• **TASKS TO COMPLETE**
1. List every year mentioned in the text on Harlow Wilcox, in order of first appearance.
2. Reproduce everything in the text on Harlow Wilcox from "American radio actor" down to "performed on stage.", word for word.

• **TEXT SECTION**
American radio actor (1900–1960)

Harlow Wilcox (March 12, 1900 – September 24, 1960) was an American radio announcer.

Wilcox became one of the most successful announcers and pitchmen in radio and he was a pioneer in making commercials part of a program's story. Wilcox also had roles on television and film.

==Early life==

Wilcox came from a show business-oriented family, with a father who played in the Ringling Brothers circus band and a sister who played violin both in vaudeville and in classical concerts. Harlow took vocal lessons and briefly performed on stage.

==Fibber McGee and Molly==

He eventually decided to try radio and met Jim and Marian Jordan at a station in Chicago. An April 1944 article in Radio Mirror magazine reported:Jim and Marion [sic] Jordan were just getting a toehold in radio in Chicago then and Wilcox helped them cut some records. When the pair landed their own radio show, they asked for Wilcox as their announcer. The future triumphs of the trio are well known to all Fibber McGee and Molly fans. When the Jordans moved out to Hollywood in 1939, Wilcox went with them and now, even when Fibber McGee and Molly leave the air for their annual summer vacations on their ranch, Wilcox carries on, announcing the sponsor's substitute show.

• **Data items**
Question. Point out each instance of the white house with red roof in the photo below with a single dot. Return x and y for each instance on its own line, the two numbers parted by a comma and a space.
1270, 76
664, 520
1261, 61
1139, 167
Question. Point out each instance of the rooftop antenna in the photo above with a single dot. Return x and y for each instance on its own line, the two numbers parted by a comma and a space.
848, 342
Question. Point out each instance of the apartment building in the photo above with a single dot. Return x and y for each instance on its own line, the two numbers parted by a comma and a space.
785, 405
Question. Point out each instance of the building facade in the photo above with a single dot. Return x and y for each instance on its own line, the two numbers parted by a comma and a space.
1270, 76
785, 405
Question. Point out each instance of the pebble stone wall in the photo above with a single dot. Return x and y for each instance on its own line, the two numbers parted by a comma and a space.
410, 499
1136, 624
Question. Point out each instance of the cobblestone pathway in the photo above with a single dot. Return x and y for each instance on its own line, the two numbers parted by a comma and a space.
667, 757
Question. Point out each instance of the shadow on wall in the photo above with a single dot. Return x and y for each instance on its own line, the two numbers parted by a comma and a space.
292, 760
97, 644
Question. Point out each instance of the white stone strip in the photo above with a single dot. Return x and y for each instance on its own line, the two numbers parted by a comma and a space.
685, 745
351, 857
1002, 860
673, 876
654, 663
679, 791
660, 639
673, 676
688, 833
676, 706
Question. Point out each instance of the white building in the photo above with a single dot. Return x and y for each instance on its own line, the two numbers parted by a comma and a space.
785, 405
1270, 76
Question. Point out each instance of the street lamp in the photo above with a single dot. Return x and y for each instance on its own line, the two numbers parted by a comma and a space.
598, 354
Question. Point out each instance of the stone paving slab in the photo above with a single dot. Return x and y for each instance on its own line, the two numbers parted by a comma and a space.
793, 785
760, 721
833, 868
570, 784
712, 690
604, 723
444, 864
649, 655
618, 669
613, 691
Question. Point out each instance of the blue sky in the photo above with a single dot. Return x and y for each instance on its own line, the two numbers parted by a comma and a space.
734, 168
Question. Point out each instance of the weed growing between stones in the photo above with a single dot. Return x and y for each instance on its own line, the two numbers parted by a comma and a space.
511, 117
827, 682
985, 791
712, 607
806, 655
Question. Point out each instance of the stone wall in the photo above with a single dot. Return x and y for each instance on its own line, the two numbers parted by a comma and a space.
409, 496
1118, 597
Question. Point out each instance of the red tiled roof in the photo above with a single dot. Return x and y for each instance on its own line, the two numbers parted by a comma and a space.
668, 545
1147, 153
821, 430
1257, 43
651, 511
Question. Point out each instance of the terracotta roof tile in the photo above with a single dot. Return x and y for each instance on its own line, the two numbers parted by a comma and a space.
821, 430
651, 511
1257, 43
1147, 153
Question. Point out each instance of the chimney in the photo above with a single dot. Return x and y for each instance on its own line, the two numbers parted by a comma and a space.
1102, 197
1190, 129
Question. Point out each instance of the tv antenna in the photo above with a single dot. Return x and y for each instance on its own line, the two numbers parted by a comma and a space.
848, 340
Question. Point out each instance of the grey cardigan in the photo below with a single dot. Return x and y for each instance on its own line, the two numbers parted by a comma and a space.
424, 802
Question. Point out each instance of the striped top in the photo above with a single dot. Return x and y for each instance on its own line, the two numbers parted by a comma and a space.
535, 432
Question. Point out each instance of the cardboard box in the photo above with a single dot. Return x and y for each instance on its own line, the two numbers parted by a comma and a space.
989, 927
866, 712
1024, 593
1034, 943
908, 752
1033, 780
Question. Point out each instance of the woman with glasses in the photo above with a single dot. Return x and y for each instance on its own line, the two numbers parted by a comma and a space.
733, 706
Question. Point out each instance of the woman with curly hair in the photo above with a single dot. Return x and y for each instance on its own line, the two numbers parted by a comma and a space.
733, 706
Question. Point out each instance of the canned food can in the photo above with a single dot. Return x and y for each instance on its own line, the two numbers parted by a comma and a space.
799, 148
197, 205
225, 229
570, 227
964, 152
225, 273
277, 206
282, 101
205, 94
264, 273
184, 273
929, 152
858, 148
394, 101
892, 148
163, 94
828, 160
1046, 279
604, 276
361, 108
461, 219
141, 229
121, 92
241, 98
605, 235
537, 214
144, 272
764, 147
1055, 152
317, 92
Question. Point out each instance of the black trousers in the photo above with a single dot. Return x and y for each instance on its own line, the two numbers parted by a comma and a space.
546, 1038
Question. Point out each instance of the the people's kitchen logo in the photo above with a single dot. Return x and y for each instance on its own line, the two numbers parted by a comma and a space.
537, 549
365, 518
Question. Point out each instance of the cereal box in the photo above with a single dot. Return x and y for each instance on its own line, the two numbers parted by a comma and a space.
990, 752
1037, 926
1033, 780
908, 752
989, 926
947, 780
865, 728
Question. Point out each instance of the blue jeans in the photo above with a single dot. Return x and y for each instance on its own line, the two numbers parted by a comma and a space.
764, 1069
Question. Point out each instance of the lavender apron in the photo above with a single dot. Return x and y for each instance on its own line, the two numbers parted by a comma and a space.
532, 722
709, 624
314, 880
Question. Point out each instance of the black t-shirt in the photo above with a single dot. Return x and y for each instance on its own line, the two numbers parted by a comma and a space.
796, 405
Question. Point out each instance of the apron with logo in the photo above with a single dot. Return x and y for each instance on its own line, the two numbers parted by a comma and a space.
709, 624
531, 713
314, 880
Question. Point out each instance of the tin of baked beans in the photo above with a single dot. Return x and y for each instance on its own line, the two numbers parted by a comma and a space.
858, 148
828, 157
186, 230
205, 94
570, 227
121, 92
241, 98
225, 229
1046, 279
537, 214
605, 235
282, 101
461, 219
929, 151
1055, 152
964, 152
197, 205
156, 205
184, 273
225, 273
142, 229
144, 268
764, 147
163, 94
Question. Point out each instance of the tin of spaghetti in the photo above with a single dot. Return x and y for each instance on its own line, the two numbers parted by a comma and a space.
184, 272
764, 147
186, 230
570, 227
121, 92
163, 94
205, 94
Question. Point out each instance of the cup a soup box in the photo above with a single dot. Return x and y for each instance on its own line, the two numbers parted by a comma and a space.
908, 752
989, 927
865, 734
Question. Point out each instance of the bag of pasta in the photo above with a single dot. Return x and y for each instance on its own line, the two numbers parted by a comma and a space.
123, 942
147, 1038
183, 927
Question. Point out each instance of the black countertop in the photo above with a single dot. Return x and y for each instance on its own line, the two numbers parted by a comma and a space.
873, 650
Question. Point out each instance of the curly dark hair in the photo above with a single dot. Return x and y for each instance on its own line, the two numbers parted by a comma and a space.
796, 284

• **ANSWERS TO THE TASKS**
1. 1900, 1960, 1944, 1939

2.
American radio actor (1900–1960)

Harlow Wilcox (March 12, 1900 – September 24, 1960) was an American radio announcer.

Wilcox became one of the most successful announcers and pitchmen in radio and he was a pioneer in making commercials part of a program's story. Wilcox also had roles on television and film.

==Early life==

Wilcox came from a show business-oriented family, with a father who played in the Ringling Brothers circus band and a sister who played violin both in vaudeville and in classical concerts. Harlow took vocal lessons and briefly performed on stage.